**Directions**
**a.** In the passage about the Whole Package, being open to accept seeds is described as being open to what?
**b.** Gather every line of the entries that contains the word "blue", with case counting.

**Selection**
So if it is, then... then what? That makes us all pussies? Hard to think about, especially a guy. Looking like a pussy, much less being one. A pussy walking around, agape to accept seeds. And I know when I first entered this Lit environment I looked like a pussy. And was used like one. I just didn't know any better. Accepted all the seeds. Bore many offspring driven by bad seed. I'm certain more are on the way, bad ones, but maybe it must play out this way a little longer and then the offspring born of better seed can begin coming along.
 
please excuse me whilst i waffle a little...

part of one's Whole Package is made up of little bits of you, of those around you, of places you know and places you'd like to know.

there is no stopping the outside world from entering into your life, unless you'd like to sit yourself in a box without food and drink for whatever would be the rest of your life. stagnant. un-alive. life-less.

the things that make up your Whole Package should be allowed to seep through into your offspring.

you've been outside, just now. chopped wood. you've watched splinters fall away, watched the sharp edge of the axe ram its way through the wood. you've smelt the fresh wooden flesh, and sweated and carried in your efforts.

all those things have just added to your Whole Package, another dimension, or if you will, a part of a dimension that makes up part of who you are. without that wood chopping experience you would be lesser than what you now are. you've never quite cut the wood in the exact same way you did today, never quite carried the pieces exactly the same. each experience is different. and you've experienced it differently to how i might have experienced it... therefore your experience is unique and as you have a unique experience, you can talk about it in your own way, using your own voice. and in the process, you will probably 'influence' another to look differently at how they've just completed some otherwise mundane task.

being open to accept seeds is being open to growth.

**Input rows**
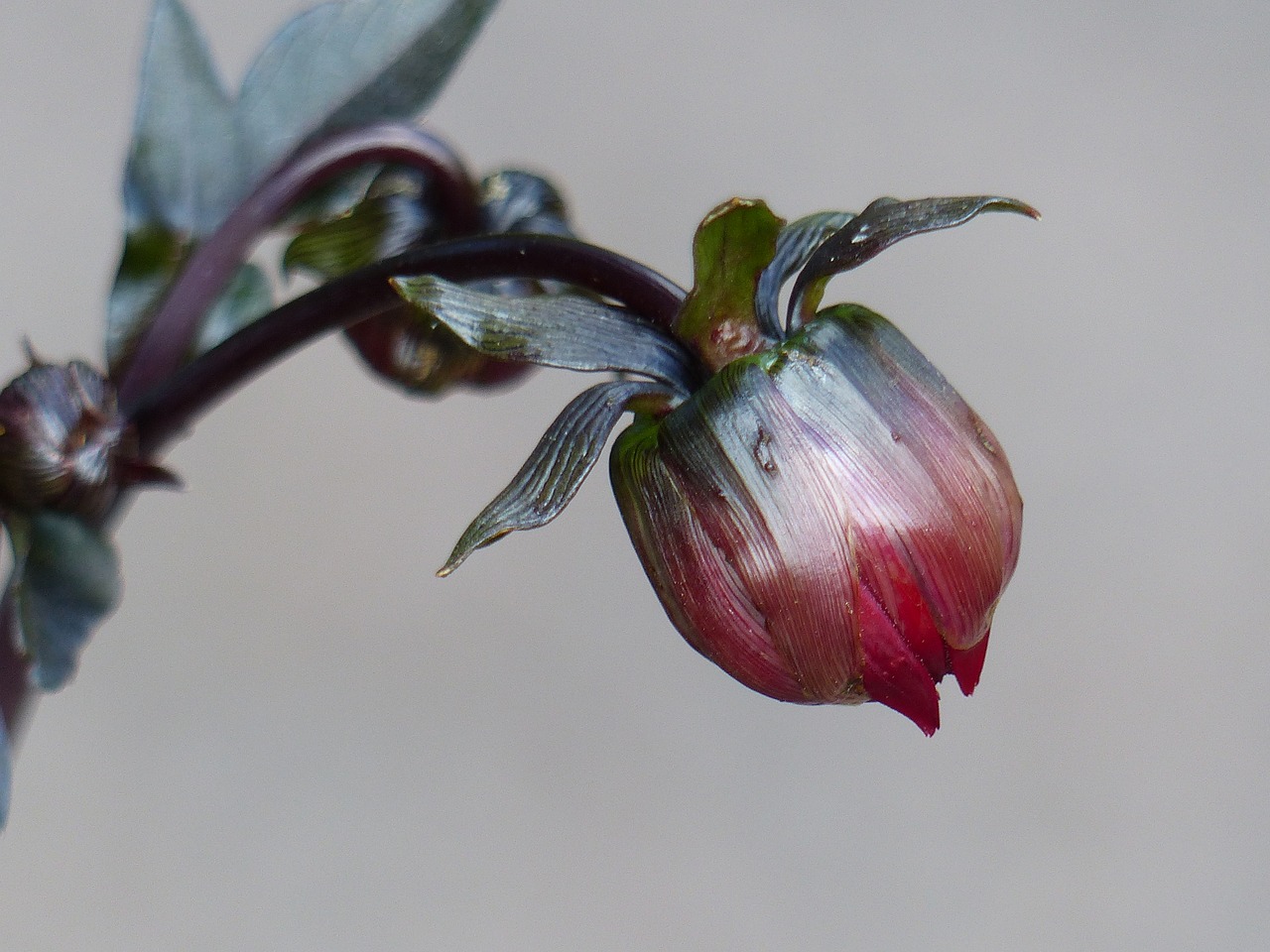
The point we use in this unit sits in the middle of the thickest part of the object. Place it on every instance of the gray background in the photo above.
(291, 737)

---

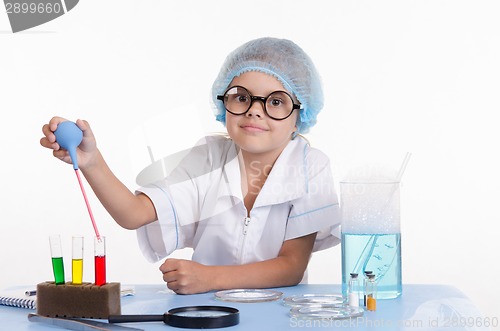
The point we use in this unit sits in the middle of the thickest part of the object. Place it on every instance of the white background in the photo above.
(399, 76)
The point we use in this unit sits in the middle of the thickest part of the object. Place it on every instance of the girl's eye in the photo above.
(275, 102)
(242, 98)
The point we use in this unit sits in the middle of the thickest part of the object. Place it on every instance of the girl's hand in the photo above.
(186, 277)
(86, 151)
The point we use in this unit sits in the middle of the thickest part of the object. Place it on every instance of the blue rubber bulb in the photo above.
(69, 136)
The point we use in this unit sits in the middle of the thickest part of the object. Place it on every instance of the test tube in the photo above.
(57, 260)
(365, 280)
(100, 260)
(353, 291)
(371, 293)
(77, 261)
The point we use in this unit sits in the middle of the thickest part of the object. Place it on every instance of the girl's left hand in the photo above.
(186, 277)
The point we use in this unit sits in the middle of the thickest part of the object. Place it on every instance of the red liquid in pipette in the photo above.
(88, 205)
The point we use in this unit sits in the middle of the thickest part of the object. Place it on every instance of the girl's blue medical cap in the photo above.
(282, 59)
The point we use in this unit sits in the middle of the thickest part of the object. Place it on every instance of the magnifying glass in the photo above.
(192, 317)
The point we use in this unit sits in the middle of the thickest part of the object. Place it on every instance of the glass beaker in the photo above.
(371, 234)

**Results of the exercise**
**a.** Being open to growth.

**b.**
The point we use in this unit sits in the middle of the thickest part of the object. Place it on every instance of the blue rubber bulb in the photo above.
The point we use in this unit sits in the middle of the thickest part of the object. Place it on every instance of the girl's blue medical cap in the photo above.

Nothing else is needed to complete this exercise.